Aim ▸ From the line containing "the mountain reflection" down to the last line of the material, return those lines verbatim and only those.

### Exercise material ###

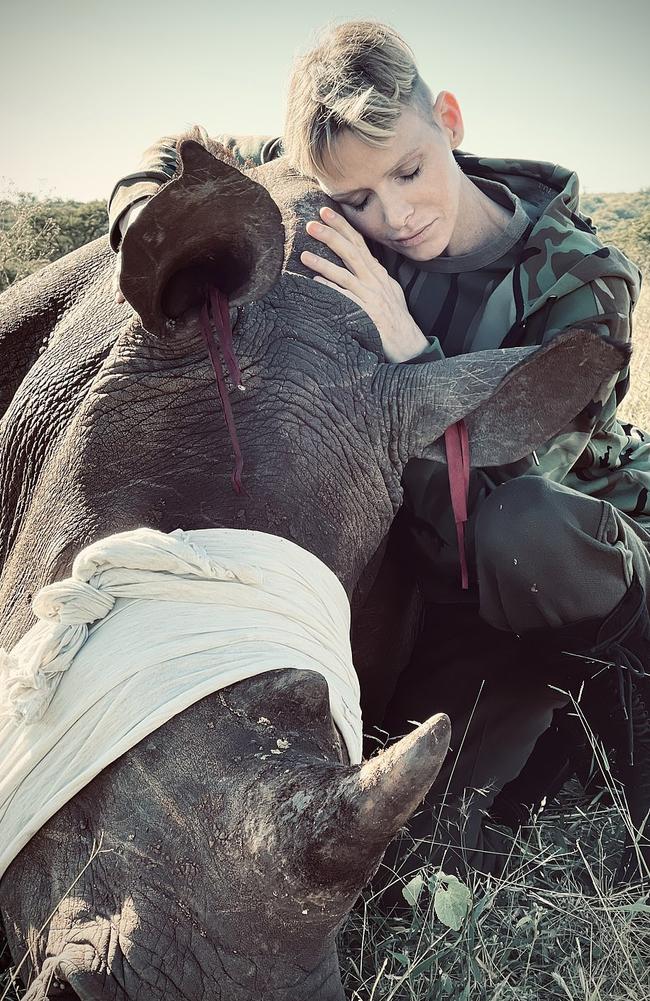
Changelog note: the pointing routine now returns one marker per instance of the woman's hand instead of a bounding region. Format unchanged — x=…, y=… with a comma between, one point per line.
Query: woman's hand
x=366, y=282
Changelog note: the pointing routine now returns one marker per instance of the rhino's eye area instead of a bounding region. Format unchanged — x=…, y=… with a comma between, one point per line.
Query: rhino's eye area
x=228, y=269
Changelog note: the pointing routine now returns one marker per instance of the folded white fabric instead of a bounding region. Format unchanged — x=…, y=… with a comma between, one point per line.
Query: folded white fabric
x=146, y=625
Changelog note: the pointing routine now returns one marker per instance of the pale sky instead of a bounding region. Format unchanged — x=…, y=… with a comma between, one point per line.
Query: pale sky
x=87, y=85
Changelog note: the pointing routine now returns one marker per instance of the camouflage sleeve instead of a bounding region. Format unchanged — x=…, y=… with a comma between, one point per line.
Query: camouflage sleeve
x=599, y=454
x=158, y=165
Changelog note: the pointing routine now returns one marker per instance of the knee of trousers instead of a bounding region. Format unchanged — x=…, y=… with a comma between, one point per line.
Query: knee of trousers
x=518, y=520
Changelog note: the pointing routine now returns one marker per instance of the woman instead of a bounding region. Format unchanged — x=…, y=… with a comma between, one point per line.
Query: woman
x=451, y=253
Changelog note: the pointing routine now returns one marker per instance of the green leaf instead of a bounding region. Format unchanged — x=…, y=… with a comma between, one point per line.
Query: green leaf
x=411, y=892
x=452, y=900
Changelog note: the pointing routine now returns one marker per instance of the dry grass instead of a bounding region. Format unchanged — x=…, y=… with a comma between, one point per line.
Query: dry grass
x=552, y=926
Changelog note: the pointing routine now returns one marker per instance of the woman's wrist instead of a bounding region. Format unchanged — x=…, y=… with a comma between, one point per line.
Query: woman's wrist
x=409, y=346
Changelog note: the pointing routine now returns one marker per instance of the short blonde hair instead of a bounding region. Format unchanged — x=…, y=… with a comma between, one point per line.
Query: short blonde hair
x=360, y=77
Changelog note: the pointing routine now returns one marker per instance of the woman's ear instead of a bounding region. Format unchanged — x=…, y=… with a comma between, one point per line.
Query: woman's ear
x=448, y=115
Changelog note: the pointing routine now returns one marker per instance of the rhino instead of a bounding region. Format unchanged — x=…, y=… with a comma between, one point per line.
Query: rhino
x=190, y=868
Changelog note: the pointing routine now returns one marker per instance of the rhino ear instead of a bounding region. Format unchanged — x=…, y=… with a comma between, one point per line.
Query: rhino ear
x=513, y=399
x=212, y=223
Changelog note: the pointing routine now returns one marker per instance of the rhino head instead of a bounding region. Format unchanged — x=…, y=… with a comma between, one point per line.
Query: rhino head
x=217, y=857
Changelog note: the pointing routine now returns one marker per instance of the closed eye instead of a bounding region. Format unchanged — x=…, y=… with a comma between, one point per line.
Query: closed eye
x=404, y=177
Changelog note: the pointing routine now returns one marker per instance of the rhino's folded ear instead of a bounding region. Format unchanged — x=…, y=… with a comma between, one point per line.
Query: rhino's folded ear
x=513, y=399
x=210, y=224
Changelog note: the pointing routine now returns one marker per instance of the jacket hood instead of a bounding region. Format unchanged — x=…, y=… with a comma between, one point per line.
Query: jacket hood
x=562, y=252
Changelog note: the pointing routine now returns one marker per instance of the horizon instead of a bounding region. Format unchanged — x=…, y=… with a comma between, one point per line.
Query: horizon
x=556, y=89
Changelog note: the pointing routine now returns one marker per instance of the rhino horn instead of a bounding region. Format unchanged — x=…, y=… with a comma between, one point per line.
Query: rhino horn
x=372, y=802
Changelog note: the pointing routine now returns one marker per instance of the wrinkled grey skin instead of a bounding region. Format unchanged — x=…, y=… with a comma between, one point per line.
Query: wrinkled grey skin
x=221, y=873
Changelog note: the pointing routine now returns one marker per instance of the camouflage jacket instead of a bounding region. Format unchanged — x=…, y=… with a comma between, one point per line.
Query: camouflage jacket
x=565, y=277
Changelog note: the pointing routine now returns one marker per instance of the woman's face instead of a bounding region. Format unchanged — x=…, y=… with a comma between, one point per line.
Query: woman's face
x=406, y=194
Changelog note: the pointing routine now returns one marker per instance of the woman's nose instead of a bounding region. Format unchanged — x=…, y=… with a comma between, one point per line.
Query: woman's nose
x=397, y=215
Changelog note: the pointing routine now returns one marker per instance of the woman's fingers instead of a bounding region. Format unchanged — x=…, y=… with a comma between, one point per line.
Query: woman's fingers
x=341, y=275
x=345, y=241
x=344, y=291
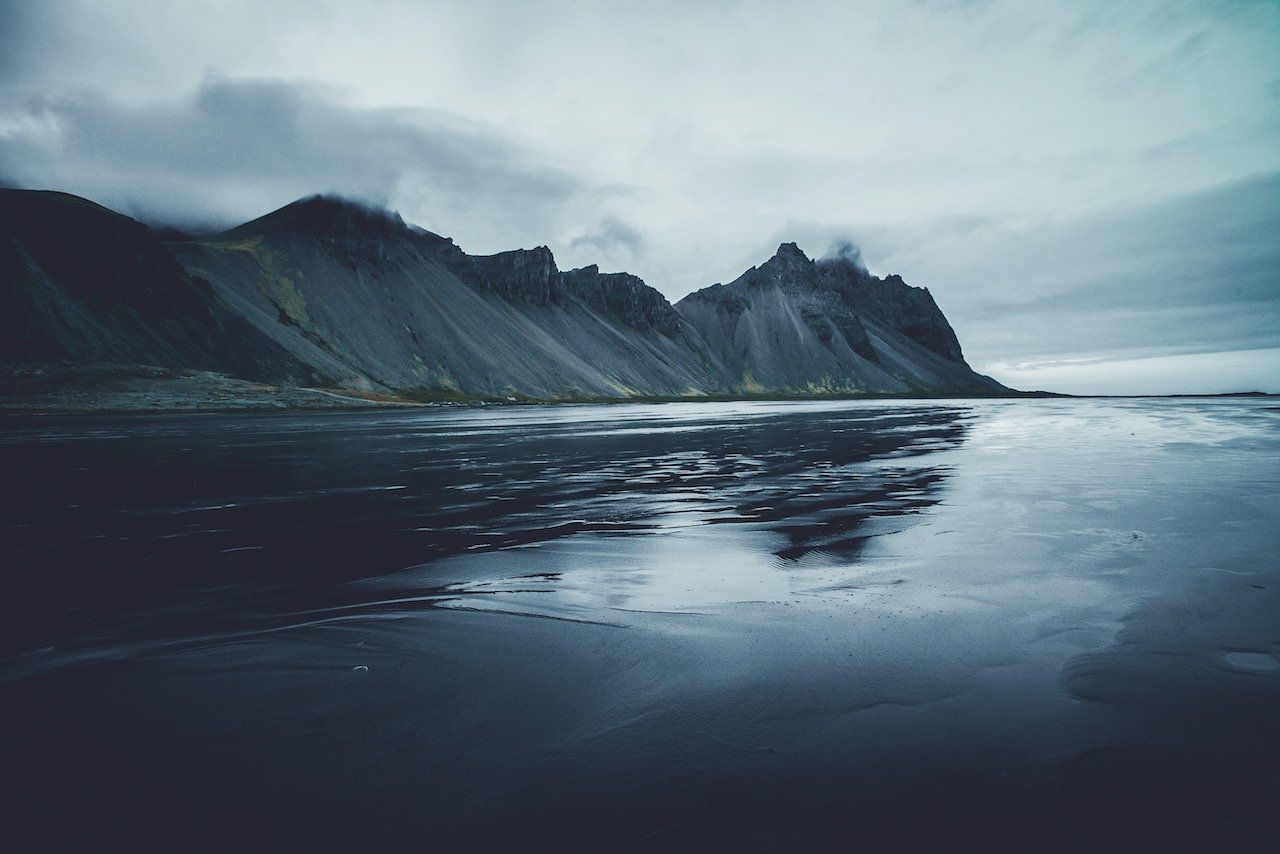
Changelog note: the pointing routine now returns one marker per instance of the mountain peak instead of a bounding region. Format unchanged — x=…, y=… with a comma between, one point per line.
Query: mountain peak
x=791, y=252
x=327, y=215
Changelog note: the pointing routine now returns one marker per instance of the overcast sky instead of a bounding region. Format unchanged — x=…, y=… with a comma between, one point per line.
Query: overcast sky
x=1089, y=190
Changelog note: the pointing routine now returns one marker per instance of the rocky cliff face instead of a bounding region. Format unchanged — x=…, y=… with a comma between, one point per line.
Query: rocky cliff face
x=624, y=297
x=795, y=325
x=327, y=291
x=81, y=284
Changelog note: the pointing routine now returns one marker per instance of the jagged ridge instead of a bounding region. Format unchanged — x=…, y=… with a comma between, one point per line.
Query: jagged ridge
x=339, y=292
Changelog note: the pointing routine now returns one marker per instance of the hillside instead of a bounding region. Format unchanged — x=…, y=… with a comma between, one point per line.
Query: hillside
x=801, y=327
x=330, y=293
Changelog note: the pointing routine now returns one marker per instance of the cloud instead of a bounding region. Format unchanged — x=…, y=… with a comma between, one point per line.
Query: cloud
x=846, y=251
x=238, y=147
x=611, y=236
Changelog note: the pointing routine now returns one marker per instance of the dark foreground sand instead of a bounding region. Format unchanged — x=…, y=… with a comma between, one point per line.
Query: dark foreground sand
x=1001, y=625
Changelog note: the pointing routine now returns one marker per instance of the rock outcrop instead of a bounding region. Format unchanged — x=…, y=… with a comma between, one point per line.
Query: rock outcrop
x=334, y=292
x=794, y=325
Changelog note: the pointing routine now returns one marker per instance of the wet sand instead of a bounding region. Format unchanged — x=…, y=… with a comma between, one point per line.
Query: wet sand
x=1002, y=624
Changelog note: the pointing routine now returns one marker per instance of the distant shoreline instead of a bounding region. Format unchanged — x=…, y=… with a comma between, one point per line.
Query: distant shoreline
x=51, y=389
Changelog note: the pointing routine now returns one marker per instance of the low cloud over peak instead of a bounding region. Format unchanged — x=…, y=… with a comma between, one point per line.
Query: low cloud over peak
x=237, y=147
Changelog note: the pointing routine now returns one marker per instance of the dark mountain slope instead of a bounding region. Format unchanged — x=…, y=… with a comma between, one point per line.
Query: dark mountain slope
x=384, y=305
x=794, y=325
x=80, y=283
x=329, y=292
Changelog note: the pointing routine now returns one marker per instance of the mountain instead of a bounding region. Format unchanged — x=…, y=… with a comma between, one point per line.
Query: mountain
x=332, y=293
x=375, y=304
x=800, y=327
x=82, y=284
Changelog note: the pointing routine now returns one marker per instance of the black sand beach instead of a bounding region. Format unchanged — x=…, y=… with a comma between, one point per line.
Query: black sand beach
x=741, y=626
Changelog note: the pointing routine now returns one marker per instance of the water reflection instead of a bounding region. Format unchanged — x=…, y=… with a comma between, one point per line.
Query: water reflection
x=184, y=524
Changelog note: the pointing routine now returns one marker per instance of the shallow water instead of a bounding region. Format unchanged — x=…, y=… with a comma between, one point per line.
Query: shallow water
x=657, y=626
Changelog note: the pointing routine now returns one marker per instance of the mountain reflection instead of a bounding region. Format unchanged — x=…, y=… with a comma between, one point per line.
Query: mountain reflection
x=251, y=519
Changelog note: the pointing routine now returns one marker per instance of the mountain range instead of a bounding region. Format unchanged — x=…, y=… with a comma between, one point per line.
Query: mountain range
x=330, y=293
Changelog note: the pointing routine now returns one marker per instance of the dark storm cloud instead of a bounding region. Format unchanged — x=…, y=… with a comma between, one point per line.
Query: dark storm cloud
x=844, y=250
x=612, y=234
x=237, y=147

###

Output of the exercise ▸
Changelog note: the pointing routine now returns one marker per instance of the mountain reflection instead of a bounding region. Format unchanged — x=…, y=… with a comma between, one point per line.
Query: mountain reflection
x=251, y=519
Changelog note: the pointing routine now returns one marker per instance of the mountain range instead of a bounding region. Format unchanged — x=…, y=… with a comma between, one point per line.
Query: mountain range
x=330, y=293
Changelog note: the pointing routine now returns one marker per instance of the dark storm cloud instead of a bounding region. Format unchanged — x=…, y=… with a comma between, one point per line.
Query: dark storm cloud
x=844, y=250
x=612, y=234
x=237, y=147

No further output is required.